__Task to carry out__: Retype each line of the listing below, from the first through the one holding "target: cat's head", with no other lines.
===== Source data
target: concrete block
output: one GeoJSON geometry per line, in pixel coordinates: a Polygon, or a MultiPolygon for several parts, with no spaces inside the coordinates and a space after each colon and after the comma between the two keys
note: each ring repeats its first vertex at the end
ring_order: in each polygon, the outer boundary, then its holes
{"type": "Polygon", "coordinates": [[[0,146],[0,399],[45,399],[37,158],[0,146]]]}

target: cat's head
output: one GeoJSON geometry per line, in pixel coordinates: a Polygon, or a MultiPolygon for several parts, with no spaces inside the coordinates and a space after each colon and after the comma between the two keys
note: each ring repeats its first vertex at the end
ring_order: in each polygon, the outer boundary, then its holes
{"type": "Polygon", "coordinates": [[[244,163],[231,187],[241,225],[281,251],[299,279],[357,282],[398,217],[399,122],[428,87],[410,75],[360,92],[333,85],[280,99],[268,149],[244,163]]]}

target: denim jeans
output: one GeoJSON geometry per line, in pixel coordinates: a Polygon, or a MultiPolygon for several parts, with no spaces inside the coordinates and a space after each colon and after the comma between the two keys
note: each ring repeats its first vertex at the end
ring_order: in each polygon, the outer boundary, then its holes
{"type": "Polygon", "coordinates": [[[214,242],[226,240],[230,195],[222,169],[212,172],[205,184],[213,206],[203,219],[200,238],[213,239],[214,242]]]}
==========
__Solution for this problem__:
target: concrete block
output: one GeoJSON geometry per line, in pixel coordinates: a Polygon, or a MultiPolygon for several parts, with no spaces inside the coordinates and a space after each colon and after the comma between the two keys
note: each ring repeats its first vertex at the end
ring_order: in each polygon, the outer boundary, then its holes
{"type": "Polygon", "coordinates": [[[0,146],[0,399],[45,399],[37,158],[0,146]]]}

target: cat's head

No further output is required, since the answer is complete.